The exercise: Substitute "Locate" for "Pick out" in the listing, starting at the line "Pick out every scattered debris." and ending at the last line of the listing, and give that stretch again with nothing else changed. Leave the pictures out of your answer.

..............................

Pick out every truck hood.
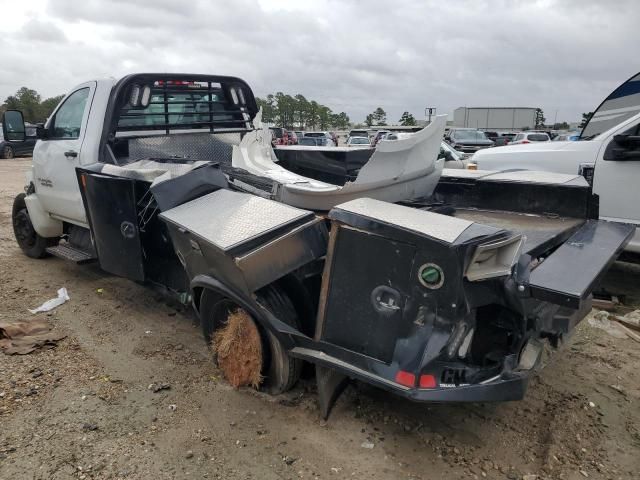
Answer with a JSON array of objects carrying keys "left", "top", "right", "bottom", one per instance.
[{"left": 471, "top": 140, "right": 593, "bottom": 161}]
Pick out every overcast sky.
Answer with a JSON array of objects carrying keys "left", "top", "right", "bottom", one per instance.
[{"left": 0, "top": 0, "right": 640, "bottom": 122}]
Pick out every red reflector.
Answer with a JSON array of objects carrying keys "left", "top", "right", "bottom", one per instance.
[
  {"left": 396, "top": 370, "right": 416, "bottom": 387},
  {"left": 420, "top": 375, "right": 437, "bottom": 388}
]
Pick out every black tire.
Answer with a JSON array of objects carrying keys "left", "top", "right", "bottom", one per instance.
[
  {"left": 11, "top": 193, "right": 59, "bottom": 258},
  {"left": 200, "top": 286, "right": 302, "bottom": 395}
]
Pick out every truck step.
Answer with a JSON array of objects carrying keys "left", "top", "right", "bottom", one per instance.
[{"left": 46, "top": 244, "right": 98, "bottom": 265}]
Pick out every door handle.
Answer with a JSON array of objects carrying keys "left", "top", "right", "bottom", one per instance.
[{"left": 371, "top": 285, "right": 402, "bottom": 316}]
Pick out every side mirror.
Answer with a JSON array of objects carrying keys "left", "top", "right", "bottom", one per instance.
[
  {"left": 36, "top": 123, "right": 49, "bottom": 140},
  {"left": 2, "top": 110, "right": 26, "bottom": 142}
]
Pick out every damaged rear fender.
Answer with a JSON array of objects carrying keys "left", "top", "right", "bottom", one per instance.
[{"left": 191, "top": 275, "right": 301, "bottom": 351}]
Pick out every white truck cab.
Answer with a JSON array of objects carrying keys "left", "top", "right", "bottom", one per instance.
[
  {"left": 25, "top": 79, "right": 115, "bottom": 237},
  {"left": 470, "top": 74, "right": 640, "bottom": 253}
]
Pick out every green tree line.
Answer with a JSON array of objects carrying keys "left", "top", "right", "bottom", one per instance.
[
  {"left": 0, "top": 87, "right": 64, "bottom": 123},
  {"left": 256, "top": 92, "right": 350, "bottom": 130}
]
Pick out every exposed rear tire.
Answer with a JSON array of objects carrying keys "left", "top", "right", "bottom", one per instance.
[
  {"left": 11, "top": 193, "right": 59, "bottom": 258},
  {"left": 200, "top": 286, "right": 302, "bottom": 395}
]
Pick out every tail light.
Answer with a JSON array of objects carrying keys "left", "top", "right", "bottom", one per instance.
[
  {"left": 420, "top": 374, "right": 438, "bottom": 388},
  {"left": 396, "top": 370, "right": 416, "bottom": 388}
]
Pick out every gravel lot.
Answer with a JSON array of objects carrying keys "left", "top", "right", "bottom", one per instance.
[{"left": 0, "top": 159, "right": 640, "bottom": 480}]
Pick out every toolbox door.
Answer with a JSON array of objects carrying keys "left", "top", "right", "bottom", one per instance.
[
  {"left": 79, "top": 172, "right": 145, "bottom": 281},
  {"left": 321, "top": 226, "right": 416, "bottom": 363}
]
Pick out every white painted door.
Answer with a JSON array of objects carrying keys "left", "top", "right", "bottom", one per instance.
[{"left": 33, "top": 82, "right": 96, "bottom": 226}]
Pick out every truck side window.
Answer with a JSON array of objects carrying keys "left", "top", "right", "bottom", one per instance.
[
  {"left": 602, "top": 123, "right": 640, "bottom": 161},
  {"left": 49, "top": 87, "right": 89, "bottom": 139}
]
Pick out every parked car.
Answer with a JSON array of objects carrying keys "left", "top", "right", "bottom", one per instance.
[
  {"left": 493, "top": 136, "right": 511, "bottom": 147},
  {"left": 445, "top": 128, "right": 493, "bottom": 153},
  {"left": 552, "top": 132, "right": 580, "bottom": 142},
  {"left": 349, "top": 129, "right": 369, "bottom": 138},
  {"left": 511, "top": 132, "right": 551, "bottom": 145},
  {"left": 0, "top": 123, "right": 37, "bottom": 158},
  {"left": 470, "top": 74, "right": 640, "bottom": 254},
  {"left": 371, "top": 130, "right": 391, "bottom": 147},
  {"left": 438, "top": 142, "right": 466, "bottom": 168},
  {"left": 269, "top": 127, "right": 287, "bottom": 145},
  {"left": 298, "top": 136, "right": 336, "bottom": 147},
  {"left": 304, "top": 132, "right": 338, "bottom": 147},
  {"left": 347, "top": 137, "right": 371, "bottom": 147},
  {"left": 484, "top": 130, "right": 500, "bottom": 141}
]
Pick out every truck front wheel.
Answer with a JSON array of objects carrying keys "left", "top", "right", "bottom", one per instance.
[
  {"left": 11, "top": 193, "right": 58, "bottom": 258},
  {"left": 200, "top": 286, "right": 302, "bottom": 395}
]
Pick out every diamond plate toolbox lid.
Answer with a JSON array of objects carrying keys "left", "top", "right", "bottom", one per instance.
[{"left": 160, "top": 190, "right": 315, "bottom": 252}]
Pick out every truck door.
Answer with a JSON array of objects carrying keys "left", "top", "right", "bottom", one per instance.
[
  {"left": 581, "top": 74, "right": 640, "bottom": 253},
  {"left": 593, "top": 118, "right": 640, "bottom": 253},
  {"left": 33, "top": 82, "right": 96, "bottom": 226}
]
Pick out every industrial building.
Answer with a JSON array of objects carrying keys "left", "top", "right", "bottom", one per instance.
[{"left": 453, "top": 107, "right": 536, "bottom": 130}]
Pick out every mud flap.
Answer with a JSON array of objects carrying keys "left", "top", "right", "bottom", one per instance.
[{"left": 316, "top": 365, "right": 349, "bottom": 420}]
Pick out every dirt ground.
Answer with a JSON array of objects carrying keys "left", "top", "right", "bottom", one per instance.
[{"left": 0, "top": 159, "right": 640, "bottom": 480}]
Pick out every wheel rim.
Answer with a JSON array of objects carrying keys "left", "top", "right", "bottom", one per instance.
[
  {"left": 13, "top": 208, "right": 37, "bottom": 248},
  {"left": 211, "top": 300, "right": 263, "bottom": 388}
]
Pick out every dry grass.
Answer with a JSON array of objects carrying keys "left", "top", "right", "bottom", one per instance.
[{"left": 212, "top": 309, "right": 262, "bottom": 388}]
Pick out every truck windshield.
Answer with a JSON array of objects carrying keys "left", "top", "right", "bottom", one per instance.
[
  {"left": 580, "top": 73, "right": 640, "bottom": 140},
  {"left": 453, "top": 130, "right": 487, "bottom": 140}
]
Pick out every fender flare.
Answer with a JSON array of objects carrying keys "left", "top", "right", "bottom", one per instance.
[
  {"left": 24, "top": 188, "right": 63, "bottom": 238},
  {"left": 191, "top": 275, "right": 302, "bottom": 350}
]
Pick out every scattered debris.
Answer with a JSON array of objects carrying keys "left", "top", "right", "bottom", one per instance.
[
  {"left": 147, "top": 383, "right": 171, "bottom": 393},
  {"left": 212, "top": 309, "right": 262, "bottom": 388},
  {"left": 0, "top": 318, "right": 66, "bottom": 354},
  {"left": 282, "top": 455, "right": 298, "bottom": 465},
  {"left": 29, "top": 287, "right": 69, "bottom": 314},
  {"left": 609, "top": 385, "right": 627, "bottom": 397},
  {"left": 587, "top": 311, "right": 627, "bottom": 338},
  {"left": 591, "top": 297, "right": 620, "bottom": 312}
]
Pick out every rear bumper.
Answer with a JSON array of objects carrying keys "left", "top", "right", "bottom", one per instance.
[{"left": 289, "top": 347, "right": 534, "bottom": 402}]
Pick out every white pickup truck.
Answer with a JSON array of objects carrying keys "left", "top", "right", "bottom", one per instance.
[
  {"left": 469, "top": 74, "right": 640, "bottom": 253},
  {"left": 2, "top": 73, "right": 634, "bottom": 416}
]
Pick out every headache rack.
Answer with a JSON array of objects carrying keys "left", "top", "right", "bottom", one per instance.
[{"left": 112, "top": 74, "right": 258, "bottom": 136}]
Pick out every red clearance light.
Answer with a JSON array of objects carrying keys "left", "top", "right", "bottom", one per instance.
[
  {"left": 396, "top": 370, "right": 416, "bottom": 388},
  {"left": 420, "top": 375, "right": 438, "bottom": 388}
]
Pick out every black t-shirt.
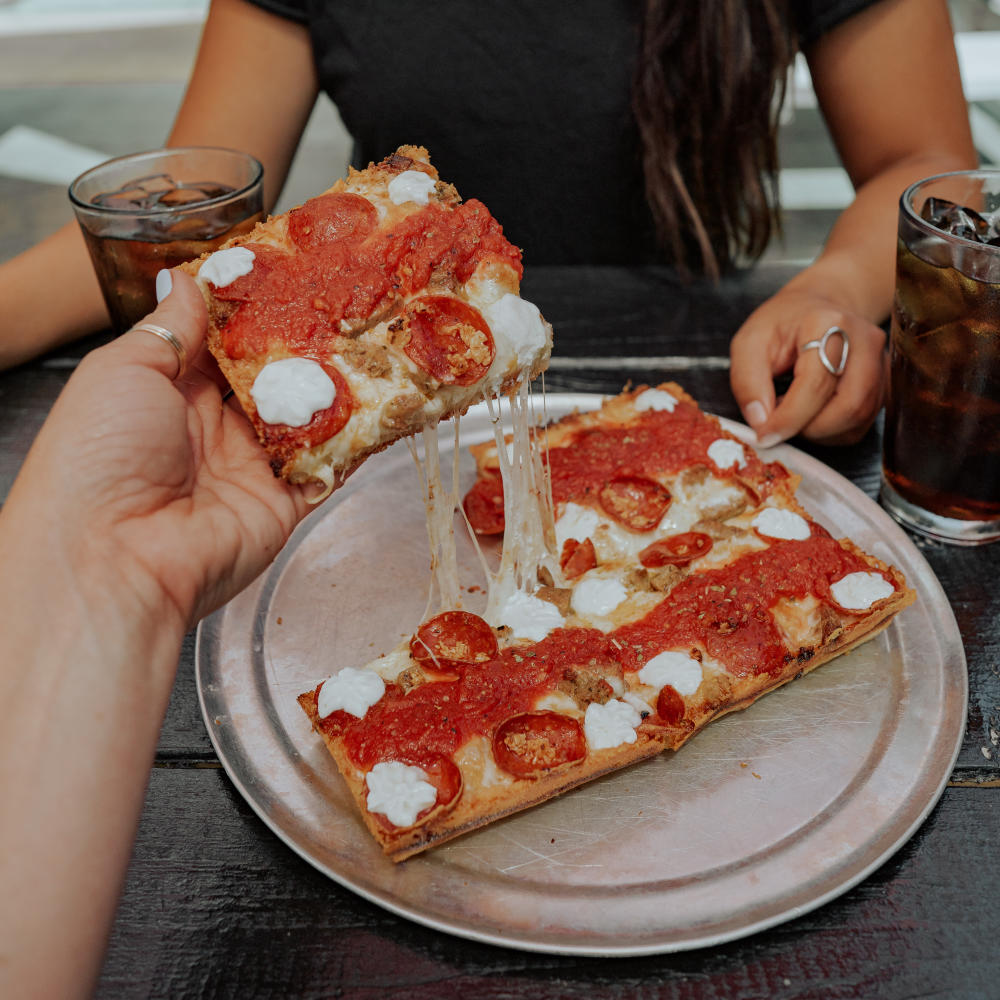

..............................

Result of the task:
Locate every scattered debris.
Answer with a JSON array of objects carrying keys "left", "top", "right", "bottom", one per instance.
[
  {"left": 147, "top": 383, "right": 171, "bottom": 393},
  {"left": 212, "top": 309, "right": 262, "bottom": 388},
  {"left": 0, "top": 318, "right": 66, "bottom": 354},
  {"left": 282, "top": 455, "right": 298, "bottom": 465},
  {"left": 29, "top": 287, "right": 69, "bottom": 314},
  {"left": 609, "top": 385, "right": 627, "bottom": 397},
  {"left": 587, "top": 311, "right": 627, "bottom": 338},
  {"left": 591, "top": 297, "right": 620, "bottom": 312}
]
Locate every rear bumper.
Answer with a JSON array of objects carrying keys "left", "top", "right", "bottom", one per instance.
[{"left": 289, "top": 347, "right": 534, "bottom": 402}]
Locate every white pickup truck.
Answer with a JSON array of objects carrying keys "left", "top", "right", "bottom", one per instance.
[
  {"left": 469, "top": 74, "right": 640, "bottom": 253},
  {"left": 2, "top": 73, "right": 634, "bottom": 416}
]
Locate every headache rack.
Answer with a JSON array of objects carrying keys "left", "top", "right", "bottom", one per instance.
[{"left": 112, "top": 74, "right": 258, "bottom": 136}]
Locate every red clearance light.
Answer with a JSON array of objects carrying keys "left", "top", "right", "bottom", one per instance.
[
  {"left": 396, "top": 370, "right": 416, "bottom": 388},
  {"left": 420, "top": 375, "right": 438, "bottom": 388}
]
Locate every black t-shirt.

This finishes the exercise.